:: Supplied records

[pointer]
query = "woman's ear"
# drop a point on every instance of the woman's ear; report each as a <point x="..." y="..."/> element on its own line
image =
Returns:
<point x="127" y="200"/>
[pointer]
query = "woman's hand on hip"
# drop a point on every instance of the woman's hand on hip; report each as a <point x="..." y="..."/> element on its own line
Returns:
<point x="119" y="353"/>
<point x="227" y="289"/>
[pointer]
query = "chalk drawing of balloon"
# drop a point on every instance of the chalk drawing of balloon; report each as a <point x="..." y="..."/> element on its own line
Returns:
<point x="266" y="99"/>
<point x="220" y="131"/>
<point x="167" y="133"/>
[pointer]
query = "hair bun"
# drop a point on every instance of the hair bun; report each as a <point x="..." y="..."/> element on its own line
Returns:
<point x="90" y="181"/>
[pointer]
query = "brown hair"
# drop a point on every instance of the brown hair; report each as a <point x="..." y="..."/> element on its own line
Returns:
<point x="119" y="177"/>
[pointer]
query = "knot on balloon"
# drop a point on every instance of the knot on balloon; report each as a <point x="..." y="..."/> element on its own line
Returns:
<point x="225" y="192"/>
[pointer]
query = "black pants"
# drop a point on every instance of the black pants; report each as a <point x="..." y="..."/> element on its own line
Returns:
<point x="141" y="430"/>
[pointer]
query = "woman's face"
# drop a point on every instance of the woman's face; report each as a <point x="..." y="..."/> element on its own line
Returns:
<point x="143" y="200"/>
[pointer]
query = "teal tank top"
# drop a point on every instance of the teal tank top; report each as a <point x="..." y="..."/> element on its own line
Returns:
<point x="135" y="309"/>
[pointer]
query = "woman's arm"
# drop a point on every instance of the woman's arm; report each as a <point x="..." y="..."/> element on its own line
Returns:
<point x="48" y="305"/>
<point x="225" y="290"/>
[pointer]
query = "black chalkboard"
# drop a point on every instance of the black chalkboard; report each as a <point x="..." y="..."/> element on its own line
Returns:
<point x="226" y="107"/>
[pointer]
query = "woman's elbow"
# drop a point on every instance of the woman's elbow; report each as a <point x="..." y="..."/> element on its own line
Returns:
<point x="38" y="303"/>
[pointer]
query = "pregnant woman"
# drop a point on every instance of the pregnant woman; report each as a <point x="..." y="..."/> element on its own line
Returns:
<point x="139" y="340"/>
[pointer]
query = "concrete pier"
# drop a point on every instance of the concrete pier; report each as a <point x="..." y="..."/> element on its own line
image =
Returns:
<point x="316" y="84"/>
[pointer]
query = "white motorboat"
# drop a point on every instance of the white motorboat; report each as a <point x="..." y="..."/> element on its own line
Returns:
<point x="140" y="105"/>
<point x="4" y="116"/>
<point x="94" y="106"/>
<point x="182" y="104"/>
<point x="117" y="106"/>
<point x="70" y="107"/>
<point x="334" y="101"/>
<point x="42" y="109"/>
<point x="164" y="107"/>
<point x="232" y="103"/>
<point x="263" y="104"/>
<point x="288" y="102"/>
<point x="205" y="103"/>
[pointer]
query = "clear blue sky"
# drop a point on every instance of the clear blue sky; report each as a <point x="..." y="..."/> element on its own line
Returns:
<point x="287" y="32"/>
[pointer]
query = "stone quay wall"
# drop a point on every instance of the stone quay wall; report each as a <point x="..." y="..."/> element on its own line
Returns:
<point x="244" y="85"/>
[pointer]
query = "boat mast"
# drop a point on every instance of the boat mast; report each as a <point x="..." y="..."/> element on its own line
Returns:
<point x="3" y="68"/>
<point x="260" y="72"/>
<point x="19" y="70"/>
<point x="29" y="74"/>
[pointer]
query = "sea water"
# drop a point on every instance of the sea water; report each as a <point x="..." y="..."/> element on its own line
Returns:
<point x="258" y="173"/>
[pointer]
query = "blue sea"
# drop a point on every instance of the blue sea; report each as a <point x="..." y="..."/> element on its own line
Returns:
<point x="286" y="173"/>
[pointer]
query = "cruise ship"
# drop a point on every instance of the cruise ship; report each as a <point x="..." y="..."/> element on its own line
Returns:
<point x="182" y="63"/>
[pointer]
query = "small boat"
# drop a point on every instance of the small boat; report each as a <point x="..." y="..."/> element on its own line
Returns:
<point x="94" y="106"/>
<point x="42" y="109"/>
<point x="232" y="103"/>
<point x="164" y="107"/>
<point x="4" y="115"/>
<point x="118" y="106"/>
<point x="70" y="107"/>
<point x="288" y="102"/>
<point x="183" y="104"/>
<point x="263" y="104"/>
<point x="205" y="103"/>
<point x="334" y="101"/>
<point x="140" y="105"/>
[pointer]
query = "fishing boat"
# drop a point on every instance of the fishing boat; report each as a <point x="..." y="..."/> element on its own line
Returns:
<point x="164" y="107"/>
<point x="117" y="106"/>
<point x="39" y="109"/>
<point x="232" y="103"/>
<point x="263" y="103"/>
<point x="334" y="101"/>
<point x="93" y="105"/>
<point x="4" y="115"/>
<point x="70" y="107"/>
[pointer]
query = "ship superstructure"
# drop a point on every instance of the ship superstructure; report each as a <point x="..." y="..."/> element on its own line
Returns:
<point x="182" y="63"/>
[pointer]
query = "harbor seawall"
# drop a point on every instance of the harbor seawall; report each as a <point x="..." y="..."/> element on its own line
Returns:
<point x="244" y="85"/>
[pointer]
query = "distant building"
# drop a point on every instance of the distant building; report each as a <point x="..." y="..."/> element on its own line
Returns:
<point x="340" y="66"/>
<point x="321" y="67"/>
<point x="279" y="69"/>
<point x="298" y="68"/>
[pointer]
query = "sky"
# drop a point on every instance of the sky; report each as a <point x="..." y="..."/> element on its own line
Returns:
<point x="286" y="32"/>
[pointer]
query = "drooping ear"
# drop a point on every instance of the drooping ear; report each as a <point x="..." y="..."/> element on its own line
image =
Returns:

::::

Assignment:
Take each record above and return it verbatim.

Exercise solution:
[pointer]
query = "woman's ear"
# drop a point on every instance of the woman's ear; report each as a <point x="..." y="..."/> element on its own line
image =
Returns:
<point x="127" y="200"/>
[pointer]
query = "woman's hand on hip"
# drop a point on every instance of the woman's hand on hip; report each as a <point x="..." y="..."/> element on its own line
Returns:
<point x="119" y="353"/>
<point x="227" y="289"/>
[pointer]
query = "chalk drawing of balloon"
# drop a point on every instance of the chalk drawing of balloon; report each as a <point x="..." y="..."/> element on its own line
Returns:
<point x="266" y="99"/>
<point x="220" y="131"/>
<point x="167" y="133"/>
[pointer]
query = "hair bun"
# drop a point on every instance of the hair bun; report each as a <point x="..." y="..."/> element on its own line
Returns:
<point x="90" y="181"/>
[pointer]
query = "brown hair"
# drop a point on every instance of the brown hair; report each as a <point x="..." y="..."/> element on its own line
Returns:
<point x="119" y="177"/>
[pointer]
query = "knot on balloon"
# drop a point on every instance of the knot on balloon; report each as a <point x="..." y="..."/> element on its own line
Returns:
<point x="225" y="192"/>
[pointer]
query = "black pants"
# drop a point on every instance of the black pants; report each as a <point x="..." y="..."/> element on its own line
Returns:
<point x="141" y="430"/>
[pointer]
query = "woman's face"
# drop a point on every instance of the woman's face; report each as a <point x="..." y="..."/> element on its own line
Returns:
<point x="143" y="200"/>
[pointer]
query = "teal tank top"
# drop a point on every instance of the teal tank top; report each as a <point x="..." y="..."/> element on its own line
Returns:
<point x="135" y="309"/>
[pointer]
query = "woman's arm"
# drop a point on every instance of the woman's arm; report each as a <point x="..." y="..."/> element on its own line
Returns:
<point x="48" y="305"/>
<point x="225" y="290"/>
[pointer]
query = "black chalkboard"
# drop a point on every instance of the black chalkboard; report each as a <point x="..." y="..."/> element on its own line
Returns:
<point x="226" y="107"/>
[pointer]
query = "woman's elbow"
# drop a point on every instance of the woman's elbow; report each as a <point x="..." y="..."/> element on its own line
Returns:
<point x="38" y="303"/>
[pointer]
query = "pregnant woman"
# drop a point on every instance of the pregnant woman; report each as a <point x="..." y="..."/> element on its own line
Returns:
<point x="139" y="340"/>
[pointer]
query = "concrete pier"
# drop a point on every instance of the concrete pier; report each as a <point x="..." y="..."/> element on its own line
image =
Returns:
<point x="316" y="84"/>
[pointer]
query = "white motorboat"
# drop a point on every instance of the white motorboat; report each as a <point x="..." y="..."/> element on its own line
Returns:
<point x="140" y="105"/>
<point x="4" y="116"/>
<point x="94" y="106"/>
<point x="182" y="104"/>
<point x="117" y="106"/>
<point x="70" y="107"/>
<point x="334" y="101"/>
<point x="42" y="109"/>
<point x="164" y="107"/>
<point x="232" y="103"/>
<point x="263" y="104"/>
<point x="288" y="102"/>
<point x="205" y="103"/>
[pointer]
query = "clear blue sky"
# drop a point on every instance of the clear blue sky; report each as a <point x="..." y="..."/> element on its own line
Returns:
<point x="287" y="32"/>
[pointer]
query = "stone quay wall"
# drop a point on every instance of the stone quay wall; report each as a <point x="..." y="..."/> element on its own line
Returns:
<point x="244" y="85"/>
[pointer]
query = "boat mast"
# drop a point on every instance of the boat mast; report each as a <point x="..." y="..."/> element on its own line
Returns:
<point x="3" y="68"/>
<point x="260" y="72"/>
<point x="19" y="70"/>
<point x="29" y="74"/>
[pointer]
query = "sea water"
# drop a point on every instance of the sea water; report each as a <point x="..." y="..."/> element on its own line
Returns:
<point x="258" y="173"/>
[pointer]
query = "blue sea"
# drop a point on every instance of the blue sea; report each as a <point x="..." y="..."/> element on its own line
Returns:
<point x="286" y="173"/>
[pointer]
query = "cruise ship"
# drop a point on every instance of the cruise ship; report each as a <point x="..." y="..."/> element on its own line
Returns:
<point x="182" y="63"/>
[pointer]
query = "small boat"
# drop a point on every instance of the small boat; report each as a <point x="..." y="..."/> element on its own line
Returns:
<point x="94" y="106"/>
<point x="42" y="109"/>
<point x="232" y="103"/>
<point x="164" y="107"/>
<point x="4" y="115"/>
<point x="118" y="106"/>
<point x="70" y="107"/>
<point x="288" y="102"/>
<point x="183" y="104"/>
<point x="263" y="104"/>
<point x="205" y="103"/>
<point x="334" y="101"/>
<point x="140" y="105"/>
[pointer]
query = "fishing boat"
# drop a point on every instance of the fishing boat; report each as a <point x="..." y="..."/> element on its own line
Returns:
<point x="164" y="107"/>
<point x="117" y="106"/>
<point x="39" y="109"/>
<point x="232" y="103"/>
<point x="263" y="103"/>
<point x="334" y="101"/>
<point x="93" y="105"/>
<point x="4" y="115"/>
<point x="70" y="107"/>
[pointer]
query = "ship superstructure"
# drop a point on every instance of the ship superstructure; report each as a <point x="..." y="..."/> element on its own line
Returns:
<point x="182" y="63"/>
[pointer]
query = "harbor seawall"
# drop a point on every instance of the harbor seawall; report each as a <point x="..." y="..."/> element on its own line
Returns:
<point x="244" y="85"/>
[pointer]
query = "distant building"
# drop a point on every instance of the distant building; report each as a <point x="..." y="..."/> element on its own line
Returns:
<point x="340" y="66"/>
<point x="321" y="67"/>
<point x="279" y="69"/>
<point x="298" y="68"/>
[pointer]
query = "sky"
# drop a point on every instance of the sky; report each as a <point x="..." y="..."/> element on its own line
Returns:
<point x="286" y="32"/>
[pointer]
query = "drooping ear"
# drop a point on every instance of the drooping ear; report each as a <point x="..." y="..."/> element on its own line
image =
Returns:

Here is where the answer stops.